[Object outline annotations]
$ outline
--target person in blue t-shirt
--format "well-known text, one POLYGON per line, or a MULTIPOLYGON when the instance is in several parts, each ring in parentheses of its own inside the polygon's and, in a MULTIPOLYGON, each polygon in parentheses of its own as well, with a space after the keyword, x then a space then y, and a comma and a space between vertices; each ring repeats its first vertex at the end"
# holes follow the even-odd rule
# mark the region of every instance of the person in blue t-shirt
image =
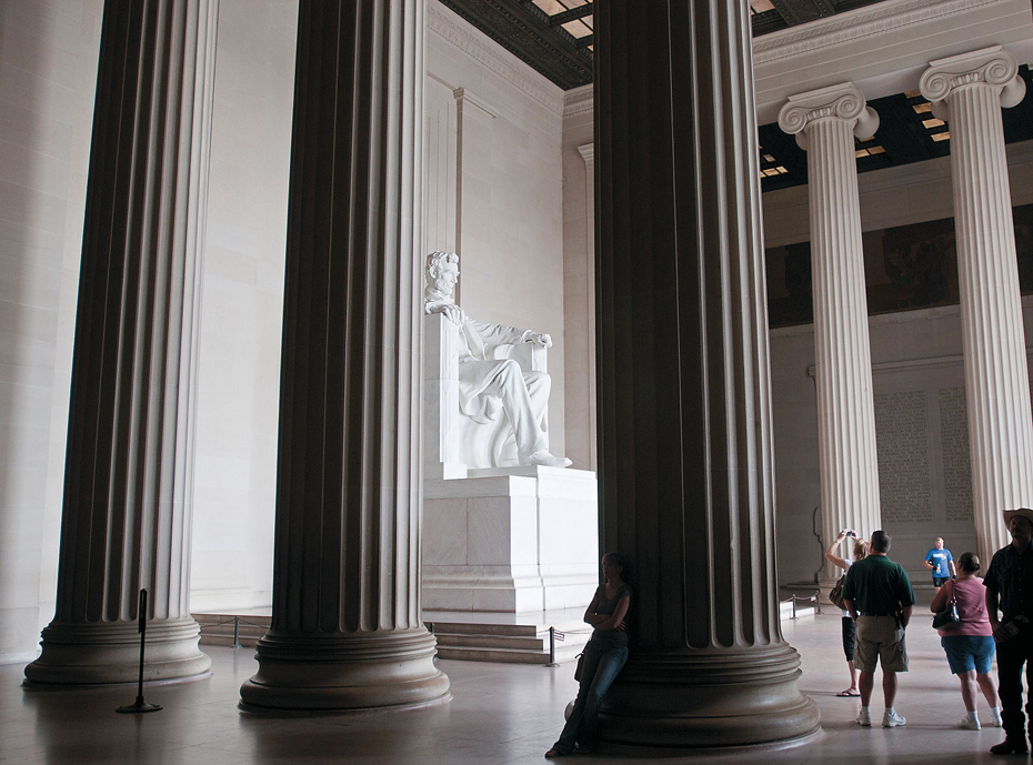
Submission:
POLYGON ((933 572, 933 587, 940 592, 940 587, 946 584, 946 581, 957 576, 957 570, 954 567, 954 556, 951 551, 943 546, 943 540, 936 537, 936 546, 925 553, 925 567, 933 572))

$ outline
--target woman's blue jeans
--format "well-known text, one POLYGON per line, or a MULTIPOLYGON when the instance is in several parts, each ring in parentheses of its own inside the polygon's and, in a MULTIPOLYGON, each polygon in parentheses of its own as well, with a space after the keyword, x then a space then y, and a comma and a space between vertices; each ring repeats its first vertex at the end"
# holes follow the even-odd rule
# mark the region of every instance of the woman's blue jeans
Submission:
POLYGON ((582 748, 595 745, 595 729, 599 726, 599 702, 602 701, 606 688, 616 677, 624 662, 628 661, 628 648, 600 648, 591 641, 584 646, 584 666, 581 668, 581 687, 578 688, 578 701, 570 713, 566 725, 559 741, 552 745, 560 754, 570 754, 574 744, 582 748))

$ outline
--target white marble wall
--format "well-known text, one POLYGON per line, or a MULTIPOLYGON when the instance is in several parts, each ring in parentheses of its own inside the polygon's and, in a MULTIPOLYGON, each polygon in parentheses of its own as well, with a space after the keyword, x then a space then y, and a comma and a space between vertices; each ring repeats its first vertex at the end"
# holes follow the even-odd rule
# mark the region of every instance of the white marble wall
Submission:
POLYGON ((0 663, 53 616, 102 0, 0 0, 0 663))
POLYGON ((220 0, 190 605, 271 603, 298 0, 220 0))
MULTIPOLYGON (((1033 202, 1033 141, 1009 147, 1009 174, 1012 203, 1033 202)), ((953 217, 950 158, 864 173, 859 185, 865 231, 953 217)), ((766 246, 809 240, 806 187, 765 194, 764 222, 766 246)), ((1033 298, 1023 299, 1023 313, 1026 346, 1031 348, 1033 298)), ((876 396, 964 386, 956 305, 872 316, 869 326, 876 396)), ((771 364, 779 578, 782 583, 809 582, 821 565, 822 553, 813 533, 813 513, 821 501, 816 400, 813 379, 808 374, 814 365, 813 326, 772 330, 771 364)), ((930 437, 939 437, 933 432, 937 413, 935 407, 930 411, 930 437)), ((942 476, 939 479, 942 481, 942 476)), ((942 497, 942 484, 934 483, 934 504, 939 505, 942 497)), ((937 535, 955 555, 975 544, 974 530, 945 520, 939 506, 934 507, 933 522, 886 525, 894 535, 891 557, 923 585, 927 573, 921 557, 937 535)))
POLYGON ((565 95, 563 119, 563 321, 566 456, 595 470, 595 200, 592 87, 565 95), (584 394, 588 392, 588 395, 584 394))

§ **WHAT THE TASK ASKS**:
Render every line of all the records above as a Markdown table with columns "No." and "Line", numbering the rows and omitting blank lines. Leave the pictures out.

§ **WRITTEN ANSWER**:
| No. | Line |
|---|---|
| 1 | $ outline |
| 2 | --target person in blue t-shirt |
| 3 | --format "well-known text, one POLYGON per line, or a MULTIPOLYGON when the instance is in several parts, each ring in parentheses of its own inside the polygon's and, in a MULTIPOLYGON, each polygon in parentheses of its own as well, with a space after the keyword, x then a space then y, and a comma and a space between vertices; each ring repeats its first vertex at the end" |
| 4 | # holes follow the even-odd rule |
| 5 | # mark the region of every instance of the person in blue t-shirt |
| 6 | image = |
| 7 | Submission: |
| 8 | POLYGON ((933 572, 933 587, 940 592, 940 587, 946 584, 946 581, 957 576, 957 570, 954 567, 954 556, 951 551, 943 546, 943 540, 936 537, 936 546, 925 553, 925 567, 933 572)) |
| 9 | $ outline |
| 10 | --target woman's blue jeans |
| 11 | --format "well-known text, one POLYGON per line, or a MULTIPOLYGON when the instance is in several parts, each ring in parentheses of its own inside the polygon's and, in a MULTIPOLYGON, each polygon in parentheses of its own as well, with a space after the keyword, x then a space then y, and a comma and a space between vertices; each ring repeats its first vertex at the end" |
| 12 | # holes follow the even-odd rule |
| 13 | # mark the region of every instance of the woman's blue jeans |
| 14 | Submission: |
| 15 | POLYGON ((582 748, 595 745, 595 729, 599 726, 599 702, 602 701, 606 688, 616 677, 624 662, 628 661, 628 648, 600 648, 591 641, 584 646, 584 666, 581 668, 581 687, 578 688, 578 701, 570 713, 566 725, 559 741, 552 745, 560 754, 570 754, 574 744, 582 748)) |
| 16 | $ outline |
| 17 | --target white marble wall |
| 18 | --format "well-known text, one POLYGON per line, or a MULTIPOLYGON when the instance is in several parts, each ring in parentheses of its own inside the polygon's and, in a MULTIPOLYGON, each polygon in parentheses of its own as well, with a space after the keyword, x then a space then y, and a comma and a space between vertices; each ring repeats its first vertex at the end" |
| 19 | # holes follow the even-odd rule |
| 20 | # mark the region of every instance of the white marble wall |
| 21 | Submission: |
| 22 | POLYGON ((0 663, 53 616, 102 0, 0 0, 0 663)) |
| 23 | POLYGON ((220 0, 190 605, 271 603, 298 0, 220 0)) |
| 24 | MULTIPOLYGON (((1033 202, 1033 141, 1009 147, 1009 174, 1012 203, 1033 202)), ((953 217, 950 158, 864 173, 859 185, 865 231, 953 217)), ((766 246, 809 240, 806 187, 765 194, 764 222, 766 246)), ((1033 298, 1023 299, 1023 313, 1026 346, 1031 348, 1033 298)), ((876 396, 964 386, 956 305, 872 316, 869 326, 876 396)), ((771 364, 779 578, 782 583, 809 582, 821 565, 822 553, 813 533, 813 513, 821 501, 816 400, 813 379, 808 374, 814 365, 813 326, 772 330, 771 364)), ((930 437, 939 437, 933 432, 937 413, 935 407, 930 411, 930 437)), ((942 476, 939 479, 942 481, 942 476)), ((942 497, 942 484, 934 483, 934 504, 939 505, 942 497)), ((937 535, 955 555, 975 544, 974 530, 945 520, 939 506, 934 507, 933 522, 886 525, 894 535, 891 557, 923 585, 927 573, 921 557, 937 535))) |
| 25 | POLYGON ((565 95, 563 119, 563 321, 566 456, 595 470, 595 200, 592 87, 565 95), (584 394, 588 392, 588 395, 584 394)) |